The task:
Which of the lines below contain the word "gets"? Report each one in full.

Shape labeling records:
[Start]

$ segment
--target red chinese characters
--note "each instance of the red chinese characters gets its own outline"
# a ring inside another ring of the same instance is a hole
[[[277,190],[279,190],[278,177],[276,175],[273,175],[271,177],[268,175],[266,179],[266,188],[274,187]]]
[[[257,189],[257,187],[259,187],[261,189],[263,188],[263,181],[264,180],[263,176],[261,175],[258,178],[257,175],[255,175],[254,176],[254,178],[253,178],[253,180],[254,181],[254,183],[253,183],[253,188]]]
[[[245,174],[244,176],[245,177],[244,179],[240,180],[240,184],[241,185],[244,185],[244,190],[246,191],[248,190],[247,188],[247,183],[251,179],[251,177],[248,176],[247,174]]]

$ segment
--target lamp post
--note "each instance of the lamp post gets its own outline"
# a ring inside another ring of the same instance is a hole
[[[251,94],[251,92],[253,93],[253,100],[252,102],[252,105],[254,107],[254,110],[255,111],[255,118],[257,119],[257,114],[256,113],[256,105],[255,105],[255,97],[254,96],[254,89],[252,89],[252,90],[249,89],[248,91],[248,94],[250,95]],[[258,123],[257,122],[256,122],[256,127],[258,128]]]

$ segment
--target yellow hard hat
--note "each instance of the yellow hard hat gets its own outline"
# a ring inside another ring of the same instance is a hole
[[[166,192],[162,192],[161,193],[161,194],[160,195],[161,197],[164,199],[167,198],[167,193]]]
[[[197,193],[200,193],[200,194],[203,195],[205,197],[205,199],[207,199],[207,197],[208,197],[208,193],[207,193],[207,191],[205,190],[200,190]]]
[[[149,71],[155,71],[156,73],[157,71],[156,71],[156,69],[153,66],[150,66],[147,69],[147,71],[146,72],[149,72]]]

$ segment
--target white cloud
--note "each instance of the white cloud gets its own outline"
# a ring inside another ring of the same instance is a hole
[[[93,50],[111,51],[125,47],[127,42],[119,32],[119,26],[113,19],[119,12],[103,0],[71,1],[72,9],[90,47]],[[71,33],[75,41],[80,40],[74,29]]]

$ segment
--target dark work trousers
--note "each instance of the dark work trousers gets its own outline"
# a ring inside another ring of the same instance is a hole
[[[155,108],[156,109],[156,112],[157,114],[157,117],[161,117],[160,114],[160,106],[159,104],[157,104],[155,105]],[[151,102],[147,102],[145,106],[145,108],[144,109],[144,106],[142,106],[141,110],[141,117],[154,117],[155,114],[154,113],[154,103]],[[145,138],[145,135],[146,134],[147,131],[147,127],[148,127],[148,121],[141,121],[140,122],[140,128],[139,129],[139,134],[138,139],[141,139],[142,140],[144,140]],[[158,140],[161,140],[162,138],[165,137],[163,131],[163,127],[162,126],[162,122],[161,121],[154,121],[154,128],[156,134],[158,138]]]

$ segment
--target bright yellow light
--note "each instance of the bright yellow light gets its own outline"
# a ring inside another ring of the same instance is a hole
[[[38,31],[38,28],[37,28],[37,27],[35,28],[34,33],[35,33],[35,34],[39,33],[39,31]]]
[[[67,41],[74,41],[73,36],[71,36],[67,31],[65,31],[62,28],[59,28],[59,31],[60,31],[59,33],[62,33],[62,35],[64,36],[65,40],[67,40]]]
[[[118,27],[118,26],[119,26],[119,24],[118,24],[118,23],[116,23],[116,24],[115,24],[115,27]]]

[End]

Reply to the exercise:
--note "each instance of the red chinese characters gets its own outline"
--note "each instance of the lamp post gets its own outline"
--note "each instance of the yellow hard hat gets its own outline"
--note "each instance of the white cloud gets its own outline"
--note "each instance of the dark work trousers gets its own outline"
--note "each instance of the bright yellow light gets its own outline"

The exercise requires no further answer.